Find every line below that contains the word "coconut" and copy each of those lines.

◆ **RECORDED INFORMATION**
^^^^^^^^^^^^^^^^
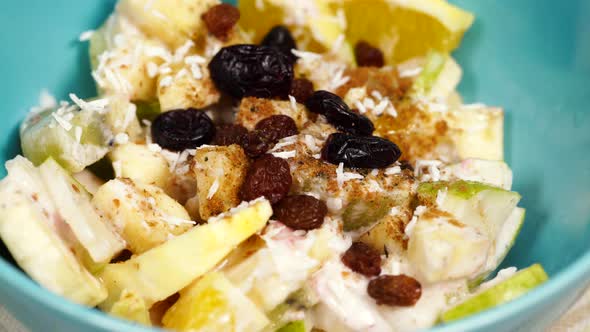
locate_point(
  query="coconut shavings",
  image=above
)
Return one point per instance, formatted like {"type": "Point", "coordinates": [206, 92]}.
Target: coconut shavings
{"type": "Point", "coordinates": [420, 209]}
{"type": "Point", "coordinates": [213, 189]}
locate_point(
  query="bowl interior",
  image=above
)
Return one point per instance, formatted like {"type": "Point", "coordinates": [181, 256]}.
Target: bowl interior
{"type": "Point", "coordinates": [521, 56]}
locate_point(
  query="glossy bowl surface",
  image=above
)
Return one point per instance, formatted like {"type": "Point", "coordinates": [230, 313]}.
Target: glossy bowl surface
{"type": "Point", "coordinates": [531, 57]}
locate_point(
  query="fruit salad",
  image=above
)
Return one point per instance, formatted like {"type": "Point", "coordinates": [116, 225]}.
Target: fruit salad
{"type": "Point", "coordinates": [272, 166]}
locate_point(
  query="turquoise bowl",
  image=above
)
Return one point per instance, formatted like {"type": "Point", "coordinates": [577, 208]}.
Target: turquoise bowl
{"type": "Point", "coordinates": [531, 57]}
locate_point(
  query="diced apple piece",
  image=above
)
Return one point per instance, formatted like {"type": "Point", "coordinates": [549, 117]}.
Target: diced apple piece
{"type": "Point", "coordinates": [172, 21]}
{"type": "Point", "coordinates": [32, 231]}
{"type": "Point", "coordinates": [131, 307]}
{"type": "Point", "coordinates": [219, 171]}
{"type": "Point", "coordinates": [477, 132]}
{"type": "Point", "coordinates": [253, 109]}
{"type": "Point", "coordinates": [143, 214]}
{"type": "Point", "coordinates": [484, 207]}
{"type": "Point", "coordinates": [442, 248]}
{"type": "Point", "coordinates": [187, 86]}
{"type": "Point", "coordinates": [88, 180]}
{"type": "Point", "coordinates": [270, 275]}
{"type": "Point", "coordinates": [164, 270]}
{"type": "Point", "coordinates": [141, 164]}
{"type": "Point", "coordinates": [512, 288]}
{"type": "Point", "coordinates": [492, 172]}
{"type": "Point", "coordinates": [73, 204]}
{"type": "Point", "coordinates": [212, 303]}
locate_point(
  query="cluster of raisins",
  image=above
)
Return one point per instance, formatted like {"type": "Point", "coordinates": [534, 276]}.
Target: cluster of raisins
{"type": "Point", "coordinates": [398, 290]}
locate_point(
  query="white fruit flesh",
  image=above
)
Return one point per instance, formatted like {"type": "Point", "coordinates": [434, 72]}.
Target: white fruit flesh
{"type": "Point", "coordinates": [172, 21]}
{"type": "Point", "coordinates": [441, 248]}
{"type": "Point", "coordinates": [143, 214]}
{"type": "Point", "coordinates": [141, 164]}
{"type": "Point", "coordinates": [280, 268]}
{"type": "Point", "coordinates": [131, 307]}
{"type": "Point", "coordinates": [30, 227]}
{"type": "Point", "coordinates": [494, 173]}
{"type": "Point", "coordinates": [212, 303]}
{"type": "Point", "coordinates": [73, 204]}
{"type": "Point", "coordinates": [189, 255]}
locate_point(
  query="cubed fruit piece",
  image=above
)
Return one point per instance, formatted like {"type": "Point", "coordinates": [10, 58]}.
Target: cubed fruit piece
{"type": "Point", "coordinates": [164, 270]}
{"type": "Point", "coordinates": [143, 214]}
{"type": "Point", "coordinates": [187, 86]}
{"type": "Point", "coordinates": [38, 239]}
{"type": "Point", "coordinates": [439, 77]}
{"type": "Point", "coordinates": [73, 205]}
{"type": "Point", "coordinates": [504, 243]}
{"type": "Point", "coordinates": [441, 248]}
{"type": "Point", "coordinates": [122, 118]}
{"type": "Point", "coordinates": [492, 172]}
{"type": "Point", "coordinates": [122, 55]}
{"type": "Point", "coordinates": [388, 235]}
{"type": "Point", "coordinates": [484, 207]}
{"type": "Point", "coordinates": [74, 138]}
{"type": "Point", "coordinates": [141, 164]}
{"type": "Point", "coordinates": [88, 180]}
{"type": "Point", "coordinates": [220, 171]}
{"type": "Point", "coordinates": [172, 21]}
{"type": "Point", "coordinates": [477, 132]}
{"type": "Point", "coordinates": [212, 303]}
{"type": "Point", "coordinates": [131, 307]}
{"type": "Point", "coordinates": [514, 287]}
{"type": "Point", "coordinates": [252, 110]}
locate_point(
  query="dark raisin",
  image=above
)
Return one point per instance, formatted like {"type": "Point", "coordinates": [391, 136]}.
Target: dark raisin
{"type": "Point", "coordinates": [275, 127]}
{"type": "Point", "coordinates": [251, 70]}
{"type": "Point", "coordinates": [182, 129]}
{"type": "Point", "coordinates": [301, 89]}
{"type": "Point", "coordinates": [360, 151]}
{"type": "Point", "coordinates": [229, 134]}
{"type": "Point", "coordinates": [220, 19]}
{"type": "Point", "coordinates": [280, 38]}
{"type": "Point", "coordinates": [363, 259]}
{"type": "Point", "coordinates": [338, 114]}
{"type": "Point", "coordinates": [367, 55]}
{"type": "Point", "coordinates": [268, 176]}
{"type": "Point", "coordinates": [399, 290]}
{"type": "Point", "coordinates": [255, 145]}
{"type": "Point", "coordinates": [301, 212]}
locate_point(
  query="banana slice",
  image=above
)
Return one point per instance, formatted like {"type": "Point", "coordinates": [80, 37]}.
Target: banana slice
{"type": "Point", "coordinates": [168, 268]}
{"type": "Point", "coordinates": [39, 240]}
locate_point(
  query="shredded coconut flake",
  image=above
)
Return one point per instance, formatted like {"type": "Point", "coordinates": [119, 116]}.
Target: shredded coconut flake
{"type": "Point", "coordinates": [86, 35]}
{"type": "Point", "coordinates": [121, 138]}
{"type": "Point", "coordinates": [153, 147]}
{"type": "Point", "coordinates": [213, 189]}
{"type": "Point", "coordinates": [78, 133]}
{"type": "Point", "coordinates": [62, 122]}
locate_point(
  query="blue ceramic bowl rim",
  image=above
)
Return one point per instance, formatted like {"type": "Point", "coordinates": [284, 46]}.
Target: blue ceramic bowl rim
{"type": "Point", "coordinates": [11, 277]}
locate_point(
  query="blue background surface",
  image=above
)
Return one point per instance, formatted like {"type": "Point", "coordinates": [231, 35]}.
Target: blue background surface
{"type": "Point", "coordinates": [530, 57]}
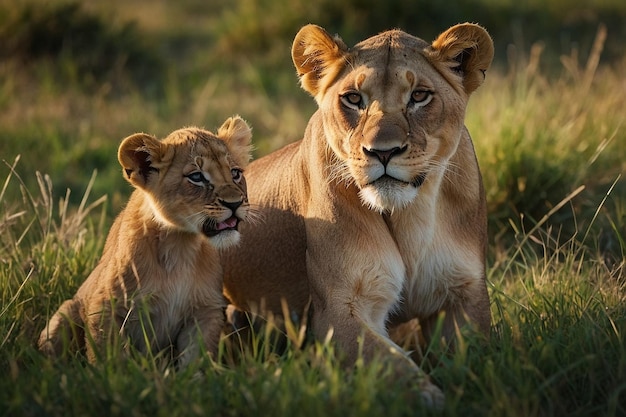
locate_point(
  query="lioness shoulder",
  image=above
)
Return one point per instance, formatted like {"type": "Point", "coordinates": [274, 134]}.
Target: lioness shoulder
{"type": "Point", "coordinates": [158, 283]}
{"type": "Point", "coordinates": [377, 216]}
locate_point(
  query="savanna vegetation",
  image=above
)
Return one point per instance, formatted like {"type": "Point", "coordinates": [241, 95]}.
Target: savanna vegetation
{"type": "Point", "coordinates": [548, 126]}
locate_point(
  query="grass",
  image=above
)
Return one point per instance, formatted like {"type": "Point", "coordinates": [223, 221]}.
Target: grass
{"type": "Point", "coordinates": [549, 134]}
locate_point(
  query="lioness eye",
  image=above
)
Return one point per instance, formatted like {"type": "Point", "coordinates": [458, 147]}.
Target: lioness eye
{"type": "Point", "coordinates": [352, 100]}
{"type": "Point", "coordinates": [196, 178]}
{"type": "Point", "coordinates": [236, 174]}
{"type": "Point", "coordinates": [420, 96]}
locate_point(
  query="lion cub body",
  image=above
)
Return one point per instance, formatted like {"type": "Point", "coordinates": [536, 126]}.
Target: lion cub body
{"type": "Point", "coordinates": [377, 216]}
{"type": "Point", "coordinates": [158, 284]}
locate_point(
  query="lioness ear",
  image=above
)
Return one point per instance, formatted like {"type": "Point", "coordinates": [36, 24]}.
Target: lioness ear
{"type": "Point", "coordinates": [469, 50]}
{"type": "Point", "coordinates": [138, 154]}
{"type": "Point", "coordinates": [318, 58]}
{"type": "Point", "coordinates": [238, 136]}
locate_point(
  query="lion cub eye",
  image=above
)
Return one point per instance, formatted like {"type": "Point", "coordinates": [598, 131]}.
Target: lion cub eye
{"type": "Point", "coordinates": [196, 178]}
{"type": "Point", "coordinates": [237, 174]}
{"type": "Point", "coordinates": [420, 96]}
{"type": "Point", "coordinates": [352, 100]}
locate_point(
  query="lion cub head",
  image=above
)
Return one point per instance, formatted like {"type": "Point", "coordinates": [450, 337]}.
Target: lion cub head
{"type": "Point", "coordinates": [193, 179]}
{"type": "Point", "coordinates": [392, 106]}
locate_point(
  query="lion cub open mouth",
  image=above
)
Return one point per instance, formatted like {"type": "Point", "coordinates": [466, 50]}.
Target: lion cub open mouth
{"type": "Point", "coordinates": [212, 228]}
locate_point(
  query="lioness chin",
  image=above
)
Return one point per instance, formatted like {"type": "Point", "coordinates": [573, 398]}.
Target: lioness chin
{"type": "Point", "coordinates": [377, 216]}
{"type": "Point", "coordinates": [158, 284]}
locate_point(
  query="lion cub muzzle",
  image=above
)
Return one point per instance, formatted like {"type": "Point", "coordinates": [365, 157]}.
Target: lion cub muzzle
{"type": "Point", "coordinates": [212, 227]}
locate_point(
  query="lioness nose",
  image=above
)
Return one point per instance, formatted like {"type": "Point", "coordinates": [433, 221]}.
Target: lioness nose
^^^^^^^^^^^^^^^^
◆ **OUTPUT OF THE TASK**
  query="coconut shavings",
Target: coconut shavings
  query="shredded coconut flake",
Target: shredded coconut flake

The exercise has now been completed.